Your objective
Search the records for the string "kitchen" and return each line that has it.
___ Records provided
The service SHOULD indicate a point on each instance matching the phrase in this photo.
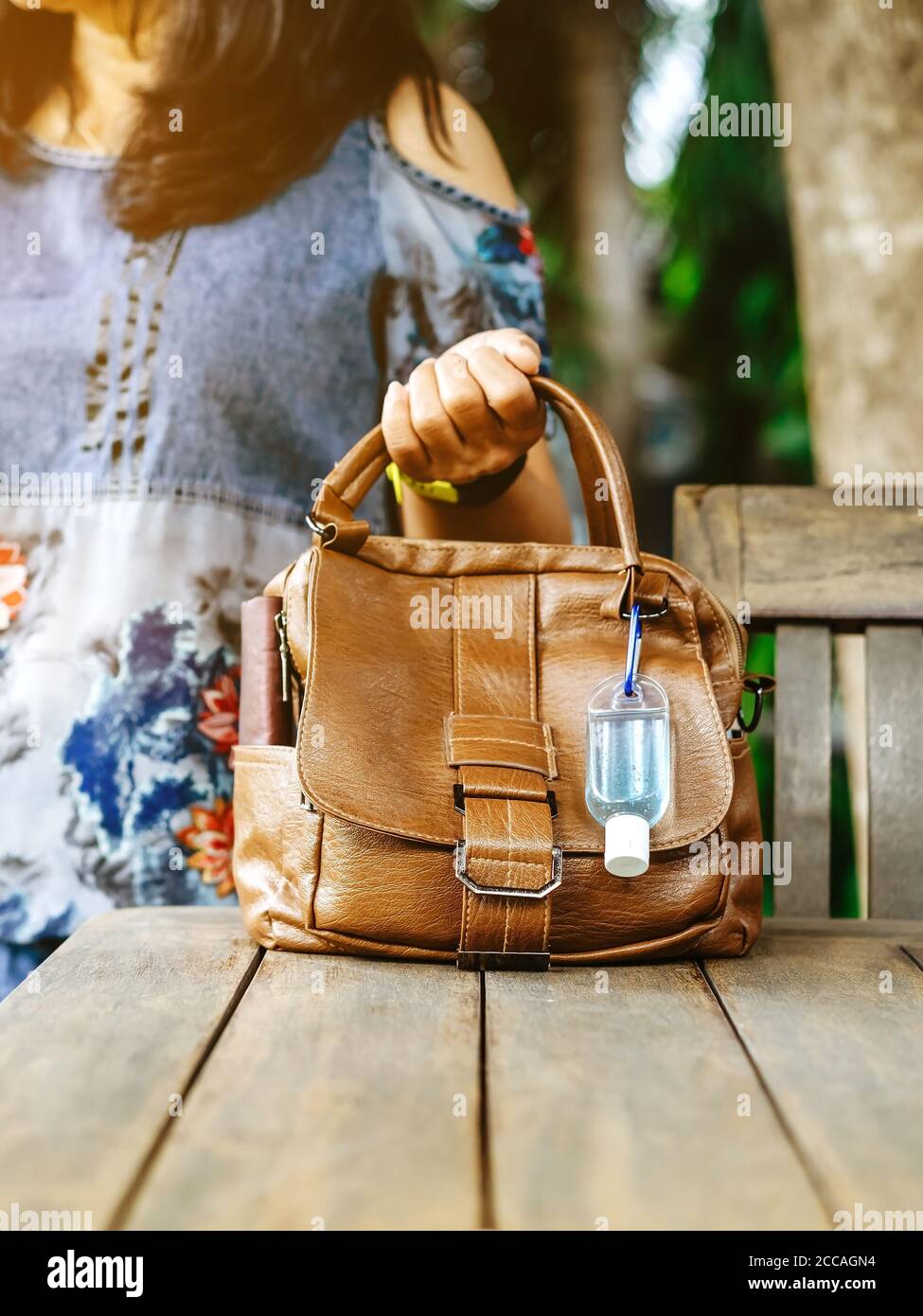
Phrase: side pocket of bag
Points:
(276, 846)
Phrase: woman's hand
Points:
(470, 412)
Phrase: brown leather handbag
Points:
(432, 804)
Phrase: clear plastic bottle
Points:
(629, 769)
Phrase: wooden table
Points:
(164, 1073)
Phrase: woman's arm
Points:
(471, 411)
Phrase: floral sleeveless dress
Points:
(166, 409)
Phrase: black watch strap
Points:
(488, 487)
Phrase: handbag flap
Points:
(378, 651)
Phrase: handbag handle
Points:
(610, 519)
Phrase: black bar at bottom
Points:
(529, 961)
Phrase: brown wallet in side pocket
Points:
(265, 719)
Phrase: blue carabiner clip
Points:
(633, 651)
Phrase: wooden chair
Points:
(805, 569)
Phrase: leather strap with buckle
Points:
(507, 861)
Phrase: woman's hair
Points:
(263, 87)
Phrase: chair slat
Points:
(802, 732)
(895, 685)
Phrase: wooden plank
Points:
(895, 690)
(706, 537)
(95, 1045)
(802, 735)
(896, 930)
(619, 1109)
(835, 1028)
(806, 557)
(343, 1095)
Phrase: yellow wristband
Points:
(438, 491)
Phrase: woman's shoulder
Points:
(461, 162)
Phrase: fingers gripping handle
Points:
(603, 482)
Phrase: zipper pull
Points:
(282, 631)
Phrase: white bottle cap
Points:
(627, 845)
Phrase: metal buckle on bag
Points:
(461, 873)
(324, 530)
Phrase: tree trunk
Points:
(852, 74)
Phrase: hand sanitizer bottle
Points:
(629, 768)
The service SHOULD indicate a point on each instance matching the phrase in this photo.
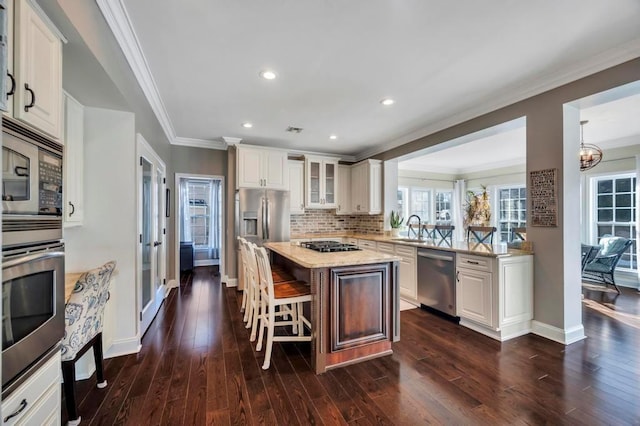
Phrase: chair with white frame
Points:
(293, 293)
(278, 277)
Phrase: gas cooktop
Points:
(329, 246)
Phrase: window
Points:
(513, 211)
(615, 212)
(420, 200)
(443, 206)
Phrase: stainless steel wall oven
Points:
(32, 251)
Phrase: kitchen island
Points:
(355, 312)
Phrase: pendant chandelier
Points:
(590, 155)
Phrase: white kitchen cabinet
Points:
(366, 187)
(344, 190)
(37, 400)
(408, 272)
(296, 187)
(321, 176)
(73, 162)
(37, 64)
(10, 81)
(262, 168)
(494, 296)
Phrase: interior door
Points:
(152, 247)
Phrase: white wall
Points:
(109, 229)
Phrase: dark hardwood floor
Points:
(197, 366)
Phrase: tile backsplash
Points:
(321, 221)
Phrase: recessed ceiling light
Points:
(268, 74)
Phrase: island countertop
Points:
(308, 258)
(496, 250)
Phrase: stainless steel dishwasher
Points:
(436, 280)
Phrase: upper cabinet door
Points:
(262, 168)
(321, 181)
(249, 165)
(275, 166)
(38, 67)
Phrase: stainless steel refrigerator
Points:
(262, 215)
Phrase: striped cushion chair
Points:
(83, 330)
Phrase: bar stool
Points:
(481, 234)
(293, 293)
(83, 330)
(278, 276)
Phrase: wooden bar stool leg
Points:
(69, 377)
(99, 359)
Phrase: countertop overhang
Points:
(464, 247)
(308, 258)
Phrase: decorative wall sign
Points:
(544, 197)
______
Written answer
Phrase: kitchen island
Phrase: white kitchen cabinet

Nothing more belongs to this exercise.